### What you will do
Wherever the string "green" shows up in the data below, copy the whole line.

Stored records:
☆ ☆ ☆ ☆ ☆

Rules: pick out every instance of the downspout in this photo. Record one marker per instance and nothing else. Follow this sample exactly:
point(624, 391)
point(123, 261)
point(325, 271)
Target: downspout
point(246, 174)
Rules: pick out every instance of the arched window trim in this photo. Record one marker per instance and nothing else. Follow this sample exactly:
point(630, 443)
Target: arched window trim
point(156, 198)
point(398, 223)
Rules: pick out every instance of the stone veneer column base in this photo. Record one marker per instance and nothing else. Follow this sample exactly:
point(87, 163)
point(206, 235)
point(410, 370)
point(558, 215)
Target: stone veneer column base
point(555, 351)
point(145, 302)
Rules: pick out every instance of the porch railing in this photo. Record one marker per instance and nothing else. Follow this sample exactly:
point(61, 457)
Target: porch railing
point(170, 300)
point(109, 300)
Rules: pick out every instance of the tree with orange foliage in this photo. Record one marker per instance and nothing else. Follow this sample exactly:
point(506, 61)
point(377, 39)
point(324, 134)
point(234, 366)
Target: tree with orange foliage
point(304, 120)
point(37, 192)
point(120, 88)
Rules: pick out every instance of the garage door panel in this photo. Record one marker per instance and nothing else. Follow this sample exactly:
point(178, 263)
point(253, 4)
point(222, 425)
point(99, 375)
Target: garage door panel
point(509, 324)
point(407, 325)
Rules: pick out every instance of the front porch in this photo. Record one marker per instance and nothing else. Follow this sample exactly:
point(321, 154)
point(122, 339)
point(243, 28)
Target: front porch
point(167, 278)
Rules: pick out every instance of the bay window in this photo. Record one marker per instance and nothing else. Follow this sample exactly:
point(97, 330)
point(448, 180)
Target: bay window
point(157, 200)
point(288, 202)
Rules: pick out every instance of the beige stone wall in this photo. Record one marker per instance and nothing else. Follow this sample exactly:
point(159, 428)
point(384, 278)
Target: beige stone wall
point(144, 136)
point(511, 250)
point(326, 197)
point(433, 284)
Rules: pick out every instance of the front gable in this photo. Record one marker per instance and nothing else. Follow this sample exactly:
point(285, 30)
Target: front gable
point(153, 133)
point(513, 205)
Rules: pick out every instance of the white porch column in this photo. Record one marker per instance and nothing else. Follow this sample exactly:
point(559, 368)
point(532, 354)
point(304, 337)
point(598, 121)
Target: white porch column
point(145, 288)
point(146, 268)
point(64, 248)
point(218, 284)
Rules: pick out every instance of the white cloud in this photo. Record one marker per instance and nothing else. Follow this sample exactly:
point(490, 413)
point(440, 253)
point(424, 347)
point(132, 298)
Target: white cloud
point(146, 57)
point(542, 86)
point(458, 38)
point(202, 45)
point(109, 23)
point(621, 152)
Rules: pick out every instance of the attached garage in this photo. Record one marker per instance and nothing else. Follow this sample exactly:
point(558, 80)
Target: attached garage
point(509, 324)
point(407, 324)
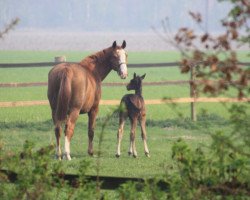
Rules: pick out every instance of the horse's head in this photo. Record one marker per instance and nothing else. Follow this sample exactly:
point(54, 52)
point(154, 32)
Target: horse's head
point(119, 59)
point(136, 82)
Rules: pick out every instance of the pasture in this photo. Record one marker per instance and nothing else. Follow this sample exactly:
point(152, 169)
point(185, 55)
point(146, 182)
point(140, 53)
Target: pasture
point(165, 123)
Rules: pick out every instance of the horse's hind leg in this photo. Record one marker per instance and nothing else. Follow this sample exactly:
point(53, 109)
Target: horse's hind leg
point(132, 148)
point(91, 127)
point(58, 131)
point(69, 131)
point(122, 119)
point(144, 135)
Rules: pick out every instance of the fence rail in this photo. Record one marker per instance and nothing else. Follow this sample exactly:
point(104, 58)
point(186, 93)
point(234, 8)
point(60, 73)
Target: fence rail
point(147, 102)
point(107, 182)
point(191, 100)
point(139, 65)
point(46, 64)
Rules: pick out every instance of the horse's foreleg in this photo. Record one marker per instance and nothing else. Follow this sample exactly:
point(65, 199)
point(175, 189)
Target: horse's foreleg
point(69, 131)
point(58, 131)
point(91, 127)
point(122, 119)
point(144, 136)
point(132, 148)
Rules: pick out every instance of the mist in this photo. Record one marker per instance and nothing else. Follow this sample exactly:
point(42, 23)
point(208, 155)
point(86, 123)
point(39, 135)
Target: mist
point(89, 24)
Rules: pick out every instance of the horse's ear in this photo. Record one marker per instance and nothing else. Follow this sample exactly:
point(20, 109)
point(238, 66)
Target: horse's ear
point(143, 76)
point(114, 44)
point(124, 44)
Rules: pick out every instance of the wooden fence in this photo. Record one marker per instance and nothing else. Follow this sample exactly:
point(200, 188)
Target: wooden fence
point(191, 100)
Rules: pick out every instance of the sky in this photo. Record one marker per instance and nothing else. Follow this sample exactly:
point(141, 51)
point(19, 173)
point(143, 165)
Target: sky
point(110, 15)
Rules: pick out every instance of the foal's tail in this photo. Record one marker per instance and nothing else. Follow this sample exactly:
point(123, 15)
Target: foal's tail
point(64, 95)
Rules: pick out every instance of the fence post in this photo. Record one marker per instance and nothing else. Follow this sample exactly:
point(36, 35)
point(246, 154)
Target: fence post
point(193, 93)
point(59, 59)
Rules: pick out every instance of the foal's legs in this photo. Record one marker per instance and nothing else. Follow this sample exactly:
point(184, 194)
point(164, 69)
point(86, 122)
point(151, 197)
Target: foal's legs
point(122, 119)
point(144, 135)
point(91, 127)
point(132, 149)
point(69, 131)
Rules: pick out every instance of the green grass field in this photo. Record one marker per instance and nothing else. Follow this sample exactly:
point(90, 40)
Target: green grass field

☆ ☆ ☆ ☆ ☆

### Output of the task
Rules: pick out every instance of the green grass field in this photo. Record one marker per instance and nothing else. Follow this sample exactly:
Target: green grass field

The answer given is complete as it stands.